● EXCERPT TO READ:
+-------+
Title:

Can Chemo-Mechanical Couplings Enable Solid-State Batteries? Insights from Mesoscale Simulation

Speaker:

Dr. Scott Monismith

Affiliation:

Sandia National Laboratories

When:

Friday, February 21, 2025 at 12:00:00 PM   Add to Calendar

Where:

Boggs Building, Room 03-47

Host:

Chaitanya Deo
Chaitanya.deo@me.gatech.edu
404-647-4336

Abstract

Li-metal based batteries with a solid electrolyte are often considered the holy grail of energy storage solutions in that they are higher energy density and safer than their liquid electrolyte counterparts. However, one prominent failure mechanism is the growth of lithium filaments through the solid electrolytes, leading to short-circuits and failure early in life. Microstructural characteristics (i.e. cracks and grain-boundaries) may drive this failure mode by orchestrating brittle fracture of the electrolyte, providing new surfaces along which the Li filaments may grow. To better understand this failure mechanism, we develop a coupled multiphysics phase-field model which simulates the growth of li metal filaments through solid electrolytes using Li7La3Zr2O12 (LLZO) as a pedagogical example. Using this framework, we can estimate critical potentials/current densities at which cracks propagate and short-circuits form. We further confirm earlier experimental results which showed dendrite deflection via the application of applied external stress, leading to the aversion of short circuits. We attribute this to the superposition of mode II loading onto the latent mode I stress intensity due to Li metal deposition and demonstrate that a similar effect can be achieved by spatially tuning the toughness of the material. These results, together, demonstrate that the mechanical behavior of solid electrolytes may hold the key to enabling their use in Li metal battery cells.

Biography

Scott is a postdoctoral scientist at Sandia National Labs. He did his Ph.D at Tufts University and prior to that he was a battery cell engineer at an electric car company.
+-------+
● Dataset records:
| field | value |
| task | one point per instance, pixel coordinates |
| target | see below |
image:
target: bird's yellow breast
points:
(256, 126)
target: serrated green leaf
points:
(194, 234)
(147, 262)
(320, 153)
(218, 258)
+-------+
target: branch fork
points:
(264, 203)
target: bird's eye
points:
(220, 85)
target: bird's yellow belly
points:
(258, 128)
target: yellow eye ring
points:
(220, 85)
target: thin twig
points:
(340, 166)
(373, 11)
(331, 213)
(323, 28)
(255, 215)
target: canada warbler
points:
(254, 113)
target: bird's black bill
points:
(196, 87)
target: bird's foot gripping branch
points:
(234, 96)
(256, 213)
+-------+
● ABOUT THIS TASK: From the seminar announcement, extract the stretch from "Scott is a postdoctoral" through "electric car company.", copying it word for word. These items have no connection to the seminar announcement.

● REPLY:
Scott is a postdoctoral scientist at Sandia National Labs. He did his Ph.D at Tufts University and prior to that he was a battery cell engineer at an electric car company.